Instructions:
a. Answer each question from the passage on HIV latency below:
(i) Which enzyme helps HIV persist in a latent phase of infection?
(ii) How many HIV-infected volunteers did the investigators enroll?
(iii) For how long did the patients take oral valproic acid?
b. Using the passage on HIV latency below, decide whether each statement agrees with it. Answer yes or no, and quote the deciding words.
(i) Enfurvitide was given to the patients once daily.
(ii) Latent HIV infection fell by 75 percent in three of the four patients.
(iii) Margolis describes the finding as definitive.
----- Passage provided
Highly-active antiretroviral therapy (HAART) has improved the outcome for patients with HIV by targeting virus replication and restoring immune function. However, HIV can still persist in a non-replicating state in some infected cells, preventing virus eradication. Scientists know that an enzyme called histone deacetylase 1 (HDAC1) helps HIV to persist in a latent phase of infection. David Margolis, of the University of North Carolina at Chapel Hill, and colleagues tested the ability of valproic acid, an inhibitor of HDAC, to deplete HIV infection.
The investigators enrolled four HIV-infected volunteers taking HAART with long-term suppression of the virus. They intensified the effect of HAART to prevent the spread of HIV by giving patients a drug called enfurvitide twice daily for four to six weeks. They then gave the patients oral valproic acid twice daily for three months. The researchers found that there was a 75 percent reduction in latent HIV infection in three out of the four patients.
Margolis states, Our findings suggest that eradication of established HIV infection might be achieved in a staged approach. Patients should perhaps first be treated with standard antiretroviral regimens at an early stage of infection . . . For those in whom viral replication is suppressed, latent viral infection could then be tackled with HDAC inhibitors, intensified therapy, or both . . . This finding, though not definitive, suggests that new approaches will allow the cure of HIV in the future.
----------
----- Extracted material
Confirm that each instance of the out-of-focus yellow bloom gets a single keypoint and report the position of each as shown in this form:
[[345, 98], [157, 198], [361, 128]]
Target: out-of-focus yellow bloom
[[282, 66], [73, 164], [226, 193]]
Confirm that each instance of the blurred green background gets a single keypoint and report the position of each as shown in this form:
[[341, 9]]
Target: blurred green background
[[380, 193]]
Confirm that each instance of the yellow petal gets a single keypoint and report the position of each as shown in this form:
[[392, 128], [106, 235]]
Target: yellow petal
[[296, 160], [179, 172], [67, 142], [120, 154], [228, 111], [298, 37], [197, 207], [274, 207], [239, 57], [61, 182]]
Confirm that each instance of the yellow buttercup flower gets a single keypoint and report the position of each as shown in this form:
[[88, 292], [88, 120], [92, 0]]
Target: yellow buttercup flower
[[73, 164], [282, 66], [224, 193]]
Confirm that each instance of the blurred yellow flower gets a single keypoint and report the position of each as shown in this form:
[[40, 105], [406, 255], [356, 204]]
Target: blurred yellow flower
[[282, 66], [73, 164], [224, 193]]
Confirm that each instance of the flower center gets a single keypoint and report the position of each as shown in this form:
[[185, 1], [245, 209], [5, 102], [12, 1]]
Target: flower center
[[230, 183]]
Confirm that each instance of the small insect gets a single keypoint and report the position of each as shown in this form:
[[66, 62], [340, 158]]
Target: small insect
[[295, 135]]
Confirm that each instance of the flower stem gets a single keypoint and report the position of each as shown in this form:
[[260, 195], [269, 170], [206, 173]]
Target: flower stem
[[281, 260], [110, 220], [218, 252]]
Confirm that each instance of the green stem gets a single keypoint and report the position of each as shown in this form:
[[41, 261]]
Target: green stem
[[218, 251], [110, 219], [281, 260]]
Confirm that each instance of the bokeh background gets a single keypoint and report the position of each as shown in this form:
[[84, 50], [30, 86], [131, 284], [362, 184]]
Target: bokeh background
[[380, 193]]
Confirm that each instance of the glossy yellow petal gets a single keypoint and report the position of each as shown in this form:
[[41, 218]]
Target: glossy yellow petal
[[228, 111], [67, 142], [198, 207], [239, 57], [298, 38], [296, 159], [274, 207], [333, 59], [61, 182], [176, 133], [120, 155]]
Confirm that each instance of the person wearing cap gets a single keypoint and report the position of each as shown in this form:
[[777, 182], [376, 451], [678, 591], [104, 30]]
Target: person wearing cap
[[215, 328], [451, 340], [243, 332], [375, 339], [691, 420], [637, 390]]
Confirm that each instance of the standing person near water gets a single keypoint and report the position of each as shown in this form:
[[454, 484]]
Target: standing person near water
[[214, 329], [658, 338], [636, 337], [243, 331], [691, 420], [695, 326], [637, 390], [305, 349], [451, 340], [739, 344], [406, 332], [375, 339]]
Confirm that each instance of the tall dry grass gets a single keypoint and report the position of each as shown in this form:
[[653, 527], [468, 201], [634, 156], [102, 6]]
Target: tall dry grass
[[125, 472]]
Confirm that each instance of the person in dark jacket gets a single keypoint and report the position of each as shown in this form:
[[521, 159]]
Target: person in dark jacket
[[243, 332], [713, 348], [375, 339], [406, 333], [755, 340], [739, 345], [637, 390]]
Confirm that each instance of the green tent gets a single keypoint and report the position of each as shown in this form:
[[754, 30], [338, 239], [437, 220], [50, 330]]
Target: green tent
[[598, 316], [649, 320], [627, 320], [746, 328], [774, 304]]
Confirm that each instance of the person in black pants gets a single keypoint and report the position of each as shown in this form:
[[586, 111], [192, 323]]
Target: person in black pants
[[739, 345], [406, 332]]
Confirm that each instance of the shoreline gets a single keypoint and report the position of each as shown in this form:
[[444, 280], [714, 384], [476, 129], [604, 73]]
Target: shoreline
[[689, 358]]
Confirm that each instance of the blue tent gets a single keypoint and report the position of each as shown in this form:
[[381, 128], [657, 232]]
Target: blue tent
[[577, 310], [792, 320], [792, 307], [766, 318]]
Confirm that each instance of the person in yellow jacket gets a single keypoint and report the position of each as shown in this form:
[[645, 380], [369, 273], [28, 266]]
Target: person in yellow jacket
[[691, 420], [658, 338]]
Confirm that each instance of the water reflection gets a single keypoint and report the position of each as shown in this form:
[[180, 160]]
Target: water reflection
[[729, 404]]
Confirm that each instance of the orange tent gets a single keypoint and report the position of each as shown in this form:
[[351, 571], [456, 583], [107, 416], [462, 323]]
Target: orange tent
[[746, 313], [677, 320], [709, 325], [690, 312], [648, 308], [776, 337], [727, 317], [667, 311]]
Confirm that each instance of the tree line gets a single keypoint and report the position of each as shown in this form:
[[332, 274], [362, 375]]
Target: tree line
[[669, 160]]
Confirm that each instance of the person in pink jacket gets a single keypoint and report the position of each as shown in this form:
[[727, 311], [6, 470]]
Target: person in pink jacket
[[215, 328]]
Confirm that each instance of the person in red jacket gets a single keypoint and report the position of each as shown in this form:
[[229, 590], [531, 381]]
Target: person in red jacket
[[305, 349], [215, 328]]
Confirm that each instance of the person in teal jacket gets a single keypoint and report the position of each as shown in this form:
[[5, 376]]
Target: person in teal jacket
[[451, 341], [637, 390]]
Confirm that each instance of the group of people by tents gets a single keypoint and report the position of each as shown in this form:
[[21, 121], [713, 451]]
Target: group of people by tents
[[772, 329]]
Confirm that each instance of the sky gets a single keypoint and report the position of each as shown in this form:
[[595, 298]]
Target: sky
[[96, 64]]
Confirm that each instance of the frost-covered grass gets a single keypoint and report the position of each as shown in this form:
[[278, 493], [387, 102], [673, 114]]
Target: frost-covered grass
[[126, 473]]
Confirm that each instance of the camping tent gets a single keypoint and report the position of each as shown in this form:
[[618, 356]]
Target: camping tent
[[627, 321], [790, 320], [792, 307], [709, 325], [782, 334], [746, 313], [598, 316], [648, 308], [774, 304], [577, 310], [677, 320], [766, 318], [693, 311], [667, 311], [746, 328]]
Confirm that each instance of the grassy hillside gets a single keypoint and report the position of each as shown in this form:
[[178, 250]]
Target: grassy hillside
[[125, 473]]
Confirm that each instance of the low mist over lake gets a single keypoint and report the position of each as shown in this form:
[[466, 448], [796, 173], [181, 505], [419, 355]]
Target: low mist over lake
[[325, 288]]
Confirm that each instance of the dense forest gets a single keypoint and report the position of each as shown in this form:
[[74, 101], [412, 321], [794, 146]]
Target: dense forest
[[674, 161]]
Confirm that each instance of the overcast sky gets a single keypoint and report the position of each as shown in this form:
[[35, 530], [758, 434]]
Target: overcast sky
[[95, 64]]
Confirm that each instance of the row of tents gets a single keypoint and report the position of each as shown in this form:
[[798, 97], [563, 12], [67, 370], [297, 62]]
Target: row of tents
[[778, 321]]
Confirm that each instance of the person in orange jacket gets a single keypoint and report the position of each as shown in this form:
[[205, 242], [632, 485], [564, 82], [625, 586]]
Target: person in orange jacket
----------
Answers:
a.
(i) Histone deacetylase 1 (HDAC1)
(ii) Four
(iii) Three months

b.
(i) No: "giving patients a drug called enfurvitide twice daily for four to six weeks"
(ii) Yes: "there was a 75 percent reduction in latent HIV infection in three out of the four patients"
(iii) No: "This finding, though not definitive"